Records from a data collection:
========================================

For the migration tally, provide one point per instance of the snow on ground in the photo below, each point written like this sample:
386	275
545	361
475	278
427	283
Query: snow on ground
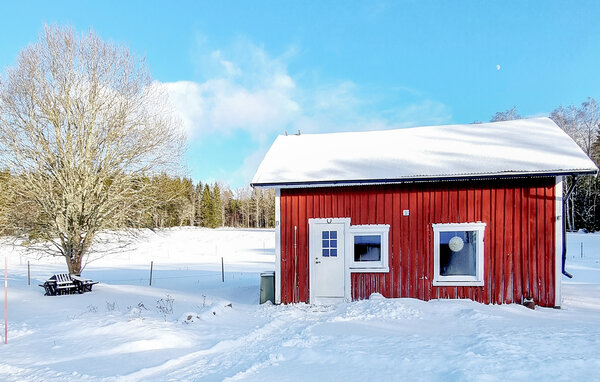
189	325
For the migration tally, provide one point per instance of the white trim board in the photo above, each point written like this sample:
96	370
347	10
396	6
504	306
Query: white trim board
558	243
277	246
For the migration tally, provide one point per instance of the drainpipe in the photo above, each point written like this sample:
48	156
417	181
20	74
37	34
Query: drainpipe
567	196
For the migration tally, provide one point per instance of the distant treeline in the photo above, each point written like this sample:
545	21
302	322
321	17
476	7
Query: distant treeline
169	201
209	205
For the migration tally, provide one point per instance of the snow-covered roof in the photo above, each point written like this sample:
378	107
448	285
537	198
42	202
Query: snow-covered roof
535	146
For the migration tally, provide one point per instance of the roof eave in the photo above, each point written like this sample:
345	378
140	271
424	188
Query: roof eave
369	182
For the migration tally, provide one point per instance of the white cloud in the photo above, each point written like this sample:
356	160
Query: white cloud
250	91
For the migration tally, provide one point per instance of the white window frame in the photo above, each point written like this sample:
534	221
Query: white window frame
458	280
381	266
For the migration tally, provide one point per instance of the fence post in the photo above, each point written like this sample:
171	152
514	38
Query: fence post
5	301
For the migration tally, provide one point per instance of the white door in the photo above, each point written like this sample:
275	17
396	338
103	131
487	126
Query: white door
327	261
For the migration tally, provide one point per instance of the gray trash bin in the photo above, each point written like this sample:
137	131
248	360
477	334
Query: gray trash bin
267	287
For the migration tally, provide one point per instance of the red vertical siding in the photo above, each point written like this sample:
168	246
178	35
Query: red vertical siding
518	247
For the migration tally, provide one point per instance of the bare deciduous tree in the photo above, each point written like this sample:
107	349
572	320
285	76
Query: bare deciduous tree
81	127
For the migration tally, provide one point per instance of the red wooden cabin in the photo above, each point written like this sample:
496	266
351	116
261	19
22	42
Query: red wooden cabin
460	211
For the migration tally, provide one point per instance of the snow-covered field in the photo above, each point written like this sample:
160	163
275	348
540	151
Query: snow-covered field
189	325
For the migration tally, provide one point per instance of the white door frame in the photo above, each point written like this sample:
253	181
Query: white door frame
311	260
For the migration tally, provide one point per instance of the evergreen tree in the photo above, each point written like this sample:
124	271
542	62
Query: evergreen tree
217	220
197	204
206	208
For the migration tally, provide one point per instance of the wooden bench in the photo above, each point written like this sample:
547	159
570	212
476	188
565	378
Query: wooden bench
83	285
63	283
49	287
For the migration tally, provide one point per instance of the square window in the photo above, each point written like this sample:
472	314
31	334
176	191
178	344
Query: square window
458	254
367	248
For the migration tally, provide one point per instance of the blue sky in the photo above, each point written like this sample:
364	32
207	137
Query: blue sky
241	72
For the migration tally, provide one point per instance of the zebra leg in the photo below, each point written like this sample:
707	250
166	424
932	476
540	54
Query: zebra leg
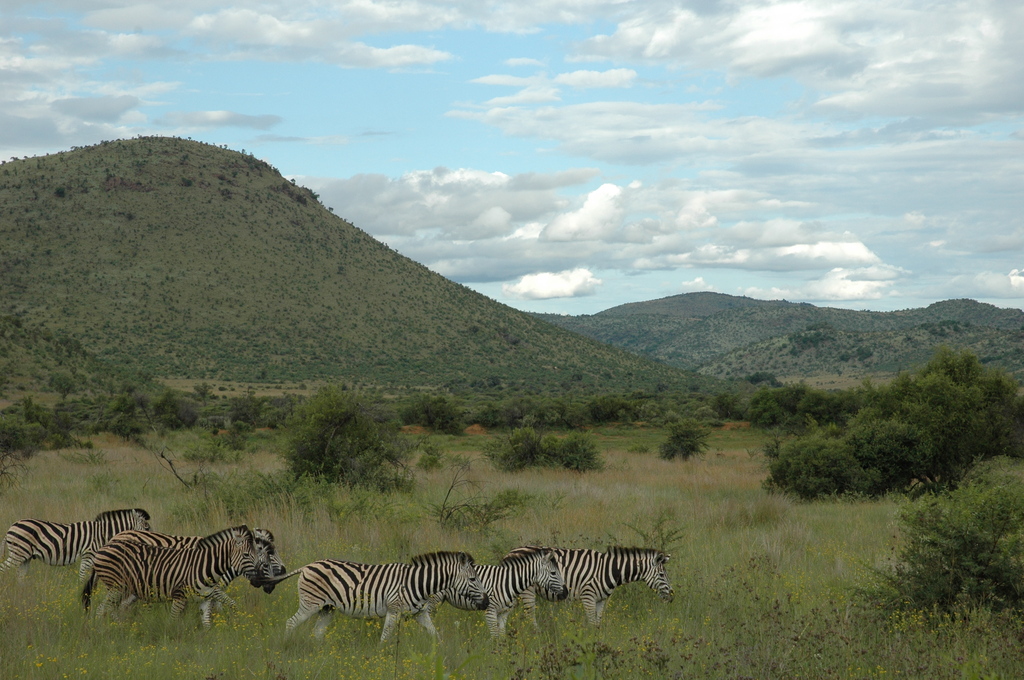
503	618
305	610
178	601
391	620
323	619
85	567
423	617
528	598
595	609
113	597
495	623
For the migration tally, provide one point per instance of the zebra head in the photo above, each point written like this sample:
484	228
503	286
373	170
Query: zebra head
268	559
543	566
648	564
468	585
242	551
141	519
460	577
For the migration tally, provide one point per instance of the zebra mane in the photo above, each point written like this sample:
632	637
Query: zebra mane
619	551
440	556
522	554
222	536
107	514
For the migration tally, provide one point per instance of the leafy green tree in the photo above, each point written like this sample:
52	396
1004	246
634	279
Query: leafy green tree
687	437
62	383
438	412
815	465
963	549
338	436
921	432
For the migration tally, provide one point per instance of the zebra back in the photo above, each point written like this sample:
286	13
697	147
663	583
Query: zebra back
592	576
517	571
384	590
59	544
153	572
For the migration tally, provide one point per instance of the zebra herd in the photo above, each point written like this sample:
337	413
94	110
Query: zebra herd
119	550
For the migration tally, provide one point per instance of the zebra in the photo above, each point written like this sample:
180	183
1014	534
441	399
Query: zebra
132	570
505	583
591	576
383	590
60	545
266	554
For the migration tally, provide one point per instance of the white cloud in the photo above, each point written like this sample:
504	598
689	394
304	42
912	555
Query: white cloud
600	214
697	284
215	119
591	79
573	283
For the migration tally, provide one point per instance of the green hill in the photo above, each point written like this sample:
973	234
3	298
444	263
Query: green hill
731	337
193	261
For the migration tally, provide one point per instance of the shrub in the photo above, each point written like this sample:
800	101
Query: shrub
524	448
339	437
438	412
964	548
687	437
578	451
819	464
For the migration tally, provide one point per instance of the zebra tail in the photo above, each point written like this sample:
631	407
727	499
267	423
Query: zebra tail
90	583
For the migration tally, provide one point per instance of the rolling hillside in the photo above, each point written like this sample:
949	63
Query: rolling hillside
194	261
732	337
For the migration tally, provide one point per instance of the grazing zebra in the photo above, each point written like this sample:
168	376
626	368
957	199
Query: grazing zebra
591	576
383	590
505	583
266	552
59	545
134	570
266	556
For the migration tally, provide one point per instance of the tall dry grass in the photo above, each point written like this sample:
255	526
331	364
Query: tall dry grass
762	583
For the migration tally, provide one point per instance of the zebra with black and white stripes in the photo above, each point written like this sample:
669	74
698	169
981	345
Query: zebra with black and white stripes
591	576
505	583
266	551
133	570
383	590
58	544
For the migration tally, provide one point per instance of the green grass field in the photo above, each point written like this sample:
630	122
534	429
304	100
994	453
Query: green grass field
763	584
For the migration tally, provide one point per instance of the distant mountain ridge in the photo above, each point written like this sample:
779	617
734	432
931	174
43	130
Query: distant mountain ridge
189	260
732	337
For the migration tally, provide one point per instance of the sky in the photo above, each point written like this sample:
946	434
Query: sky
569	156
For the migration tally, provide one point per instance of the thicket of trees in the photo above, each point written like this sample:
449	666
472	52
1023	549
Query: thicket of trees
924	431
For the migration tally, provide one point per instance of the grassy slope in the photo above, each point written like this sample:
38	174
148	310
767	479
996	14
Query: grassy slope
190	260
723	335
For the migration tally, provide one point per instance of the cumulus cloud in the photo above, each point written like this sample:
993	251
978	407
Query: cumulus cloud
215	119
96	110
599	216
590	79
544	286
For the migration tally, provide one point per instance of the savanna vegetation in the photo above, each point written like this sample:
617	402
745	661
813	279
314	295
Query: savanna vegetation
767	586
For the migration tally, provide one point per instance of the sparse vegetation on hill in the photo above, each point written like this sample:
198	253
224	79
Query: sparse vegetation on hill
189	260
732	337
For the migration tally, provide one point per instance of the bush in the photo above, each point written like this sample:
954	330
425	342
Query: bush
439	413
963	549
819	464
578	451
687	437
524	448
339	437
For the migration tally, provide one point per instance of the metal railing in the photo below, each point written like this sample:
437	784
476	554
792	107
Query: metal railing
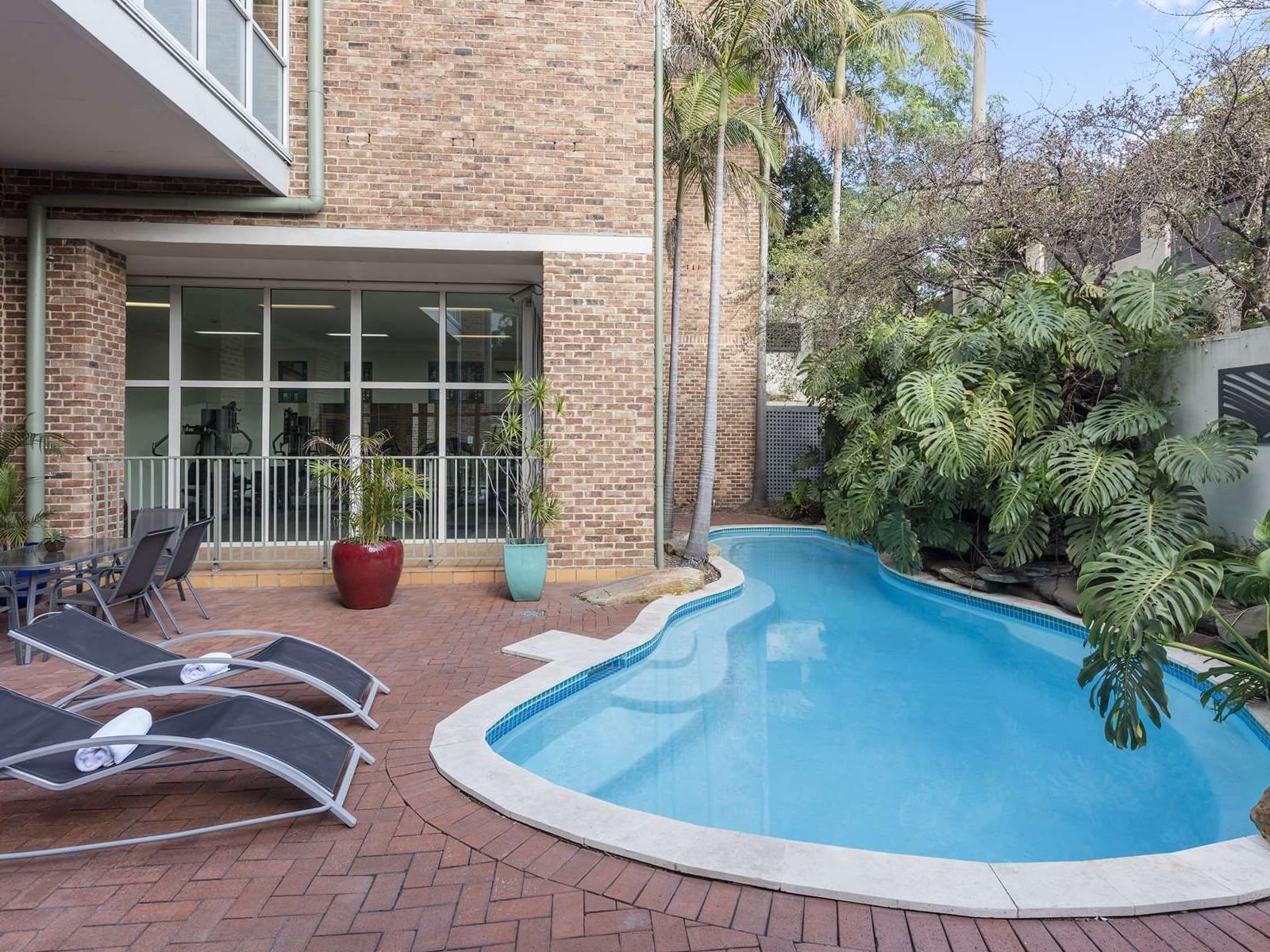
272	511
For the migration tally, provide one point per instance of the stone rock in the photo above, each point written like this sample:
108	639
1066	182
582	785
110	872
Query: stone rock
967	581
641	589
1058	589
1249	621
676	546
1260	816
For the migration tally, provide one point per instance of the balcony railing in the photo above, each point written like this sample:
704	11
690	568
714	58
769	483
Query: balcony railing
271	511
241	44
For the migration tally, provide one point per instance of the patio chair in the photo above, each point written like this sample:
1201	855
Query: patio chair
175	569
40	742
118	657
130	584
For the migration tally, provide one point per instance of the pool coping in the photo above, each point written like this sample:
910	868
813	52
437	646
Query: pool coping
1216	875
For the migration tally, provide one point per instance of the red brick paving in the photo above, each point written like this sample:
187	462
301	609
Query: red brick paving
425	867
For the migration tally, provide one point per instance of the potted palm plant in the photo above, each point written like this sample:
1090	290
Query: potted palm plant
376	494
529	508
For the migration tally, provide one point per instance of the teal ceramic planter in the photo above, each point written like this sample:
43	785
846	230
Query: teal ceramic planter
526	568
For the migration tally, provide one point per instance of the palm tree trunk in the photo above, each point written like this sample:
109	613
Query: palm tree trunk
840	94
672	385
759	494
698	537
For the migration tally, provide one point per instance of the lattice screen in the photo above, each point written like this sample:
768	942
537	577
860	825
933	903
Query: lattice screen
791	431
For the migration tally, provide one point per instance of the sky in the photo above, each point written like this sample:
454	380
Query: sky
1066	52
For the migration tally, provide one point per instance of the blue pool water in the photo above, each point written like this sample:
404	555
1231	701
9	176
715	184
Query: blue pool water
829	702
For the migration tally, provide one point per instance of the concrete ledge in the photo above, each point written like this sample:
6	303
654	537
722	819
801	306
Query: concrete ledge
1221	873
440	575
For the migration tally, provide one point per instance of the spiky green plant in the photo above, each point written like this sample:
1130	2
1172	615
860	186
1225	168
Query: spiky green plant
529	404
1146	597
376	493
1019	431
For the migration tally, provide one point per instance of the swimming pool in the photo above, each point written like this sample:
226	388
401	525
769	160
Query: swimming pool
831	702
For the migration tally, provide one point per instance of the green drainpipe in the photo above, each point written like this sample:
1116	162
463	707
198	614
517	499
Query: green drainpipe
658	228
37	241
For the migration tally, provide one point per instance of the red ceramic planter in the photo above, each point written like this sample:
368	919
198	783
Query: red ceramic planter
368	575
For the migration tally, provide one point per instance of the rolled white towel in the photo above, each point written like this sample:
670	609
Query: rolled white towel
206	666
135	720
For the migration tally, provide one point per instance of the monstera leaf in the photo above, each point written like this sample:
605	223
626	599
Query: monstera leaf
1172	517
1035	404
1124	687
952	448
1014	501
1086	539
929	397
1024	543
1087	478
1219	454
1146	592
1149	301
1124	416
899	539
1033	317
1092	342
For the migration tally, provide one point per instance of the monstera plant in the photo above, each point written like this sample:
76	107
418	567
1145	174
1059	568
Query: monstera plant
1146	597
1029	423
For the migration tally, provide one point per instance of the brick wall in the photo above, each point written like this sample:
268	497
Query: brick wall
598	353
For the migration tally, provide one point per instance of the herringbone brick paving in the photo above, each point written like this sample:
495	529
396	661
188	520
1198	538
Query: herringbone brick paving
425	867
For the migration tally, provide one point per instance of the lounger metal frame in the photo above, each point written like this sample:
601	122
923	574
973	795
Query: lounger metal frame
355	708
330	803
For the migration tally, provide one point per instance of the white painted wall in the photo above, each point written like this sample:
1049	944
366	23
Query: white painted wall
1232	507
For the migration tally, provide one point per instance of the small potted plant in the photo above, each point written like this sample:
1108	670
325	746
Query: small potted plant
54	541
376	494
529	509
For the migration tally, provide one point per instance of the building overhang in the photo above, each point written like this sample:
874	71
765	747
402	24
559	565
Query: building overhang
298	253
97	86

========================================

Goal :: Reproduce only the lines running from the one that contains "the white painted" to the last line of the records.

Finished exercise ::
For the migration tally, provide one point per instance of the white painted wall in the photo above, each point written like this sample:
1049	944
366	23
Query: white painted wall
1232	507
For the migration tally, provide one point per instance of the small potted plant in the photo above, each point written like this sample:
1108	670
325	746
Query: small potted plant
54	541
376	494
529	509
For the migration tally, provide one point per instance of the building overhang in the photo above, each point written like this sample:
874	71
765	747
402	24
559	565
Query: building overhang
298	253
97	86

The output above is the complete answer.